▶ Source records
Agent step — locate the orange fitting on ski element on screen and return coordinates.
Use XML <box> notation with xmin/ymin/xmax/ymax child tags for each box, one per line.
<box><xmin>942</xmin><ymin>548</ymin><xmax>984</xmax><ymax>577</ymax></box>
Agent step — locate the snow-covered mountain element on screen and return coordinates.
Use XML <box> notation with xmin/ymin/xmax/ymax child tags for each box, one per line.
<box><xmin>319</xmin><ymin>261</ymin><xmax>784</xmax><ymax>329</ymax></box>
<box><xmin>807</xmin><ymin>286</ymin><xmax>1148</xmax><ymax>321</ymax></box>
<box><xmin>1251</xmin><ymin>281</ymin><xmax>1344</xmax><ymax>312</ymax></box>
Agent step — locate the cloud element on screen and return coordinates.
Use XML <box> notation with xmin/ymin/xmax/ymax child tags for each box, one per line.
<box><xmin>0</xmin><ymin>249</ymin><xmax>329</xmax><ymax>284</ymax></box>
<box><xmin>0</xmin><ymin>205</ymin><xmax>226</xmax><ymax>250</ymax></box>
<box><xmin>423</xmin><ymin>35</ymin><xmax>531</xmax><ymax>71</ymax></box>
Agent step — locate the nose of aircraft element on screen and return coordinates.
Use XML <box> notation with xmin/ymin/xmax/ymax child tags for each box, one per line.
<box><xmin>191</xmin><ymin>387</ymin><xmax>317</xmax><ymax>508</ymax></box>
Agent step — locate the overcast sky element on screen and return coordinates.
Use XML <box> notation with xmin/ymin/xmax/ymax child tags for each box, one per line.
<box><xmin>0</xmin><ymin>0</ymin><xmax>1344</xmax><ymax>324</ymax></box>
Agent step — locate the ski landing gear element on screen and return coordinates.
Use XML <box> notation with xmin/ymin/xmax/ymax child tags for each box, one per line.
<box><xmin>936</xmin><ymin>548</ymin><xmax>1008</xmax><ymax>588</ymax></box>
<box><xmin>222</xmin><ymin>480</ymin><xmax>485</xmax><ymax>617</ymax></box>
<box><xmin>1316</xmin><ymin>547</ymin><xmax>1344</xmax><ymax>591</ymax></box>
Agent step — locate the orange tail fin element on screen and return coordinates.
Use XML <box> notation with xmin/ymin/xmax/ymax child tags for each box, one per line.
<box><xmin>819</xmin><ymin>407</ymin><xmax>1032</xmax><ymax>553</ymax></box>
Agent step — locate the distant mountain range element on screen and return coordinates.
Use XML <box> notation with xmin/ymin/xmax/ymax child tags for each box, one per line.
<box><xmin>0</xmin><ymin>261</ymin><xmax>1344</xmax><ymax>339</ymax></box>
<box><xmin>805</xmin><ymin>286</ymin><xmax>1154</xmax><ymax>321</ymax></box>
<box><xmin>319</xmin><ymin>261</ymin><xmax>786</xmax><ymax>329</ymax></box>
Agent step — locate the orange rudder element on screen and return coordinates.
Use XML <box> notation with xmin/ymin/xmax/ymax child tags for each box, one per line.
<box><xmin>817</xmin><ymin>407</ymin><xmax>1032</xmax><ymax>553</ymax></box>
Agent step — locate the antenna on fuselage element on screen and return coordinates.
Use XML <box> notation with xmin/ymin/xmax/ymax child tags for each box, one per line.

▶ Task requirements
Please count the lines above that contain the string "orange", matching case exactly, and reply with the number alone.

▶ Exercise output
3